In the entries below, change every "one marker apiece" to "a single marker each" and leave all other text untouched.
====================
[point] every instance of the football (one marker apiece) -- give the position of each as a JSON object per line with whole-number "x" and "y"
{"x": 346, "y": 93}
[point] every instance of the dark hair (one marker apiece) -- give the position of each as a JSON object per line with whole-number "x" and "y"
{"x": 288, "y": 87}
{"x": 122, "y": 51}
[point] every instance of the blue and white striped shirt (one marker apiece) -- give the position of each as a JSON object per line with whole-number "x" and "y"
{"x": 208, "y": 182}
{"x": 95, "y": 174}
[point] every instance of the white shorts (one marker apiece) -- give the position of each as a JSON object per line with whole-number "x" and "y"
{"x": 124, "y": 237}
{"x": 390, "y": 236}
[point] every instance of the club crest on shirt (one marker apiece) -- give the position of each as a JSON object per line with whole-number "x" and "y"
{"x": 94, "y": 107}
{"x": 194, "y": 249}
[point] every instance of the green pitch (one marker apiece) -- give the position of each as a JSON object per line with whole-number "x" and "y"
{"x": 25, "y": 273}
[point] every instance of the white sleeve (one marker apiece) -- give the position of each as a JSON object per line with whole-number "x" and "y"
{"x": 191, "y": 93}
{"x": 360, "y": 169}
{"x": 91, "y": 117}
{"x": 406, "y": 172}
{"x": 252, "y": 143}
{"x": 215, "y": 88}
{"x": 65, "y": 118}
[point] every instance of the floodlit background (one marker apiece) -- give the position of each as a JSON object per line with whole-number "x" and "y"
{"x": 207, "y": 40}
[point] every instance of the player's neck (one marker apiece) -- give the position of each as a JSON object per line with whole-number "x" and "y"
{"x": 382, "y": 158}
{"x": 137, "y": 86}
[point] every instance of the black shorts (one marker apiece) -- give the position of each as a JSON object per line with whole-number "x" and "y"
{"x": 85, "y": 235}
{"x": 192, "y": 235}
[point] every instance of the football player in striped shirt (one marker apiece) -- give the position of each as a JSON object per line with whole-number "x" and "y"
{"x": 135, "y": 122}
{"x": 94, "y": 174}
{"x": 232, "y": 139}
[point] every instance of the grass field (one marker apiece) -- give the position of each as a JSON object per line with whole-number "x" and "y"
====================
Exercise answer ::
[point] every instance of the football (a single marker each) -- give the position of each as a JSON object per line with whole-number "x" and "y"
{"x": 346, "y": 93}
[point] every instance of the dark hair (a single marker each) -- give the position of each as a JSON object per line with whole-number "x" and "y"
{"x": 288, "y": 87}
{"x": 122, "y": 51}
[point] every instance of the blue and white striped shirt (a single marker each) -- give the position of each as a JSON object per line with whole-number "x" and "y"
{"x": 208, "y": 182}
{"x": 95, "y": 174}
[point] every instance of the white shorts (a single marker each) -- give the position of each as a JSON object per line with whole-number "x" and "y"
{"x": 124, "y": 237}
{"x": 390, "y": 236}
[point] every instance of the club crest on shirt (a single marker each) -- give the position of each as a JSON object per line with whole-number "x" and "y"
{"x": 94, "y": 107}
{"x": 194, "y": 249}
[point] every instance of the green pitch (a single marker each) -- give the position of each as a JSON object per line with whole-number "x" and "y"
{"x": 25, "y": 273}
[point] every instance of the white sleeve (a single marker each) -- give the position of each as a JSON object per line with whole-number "x" and "y"
{"x": 191, "y": 93}
{"x": 360, "y": 169}
{"x": 91, "y": 117}
{"x": 406, "y": 172}
{"x": 252, "y": 143}
{"x": 215, "y": 88}
{"x": 65, "y": 118}
[point] every instance of the floodlit background (a single marker each) -- give the position of each as a JSON object per line with whole-number "x" and "y"
{"x": 207, "y": 40}
[point] every instance of the player's neck (a single marker each) -- give the position of each as a JSON object per line with whole-number "x" and "y"
{"x": 382, "y": 158}
{"x": 137, "y": 86}
[point] every instance of the black shorts (a single marker each) -- give the position of each as a JSON object per line with whole-number "x" and "y"
{"x": 85, "y": 235}
{"x": 192, "y": 235}
[point] every instance of the football player in striped shirt (a single marker each) -- give the position of each as a JSON object per line with whole-number "x" and "y"
{"x": 135, "y": 122}
{"x": 94, "y": 174}
{"x": 232, "y": 139}
[point] every instance of the grass field (a single marker each) -- give the position of each as a JSON object per line with whole-number "x" and "y"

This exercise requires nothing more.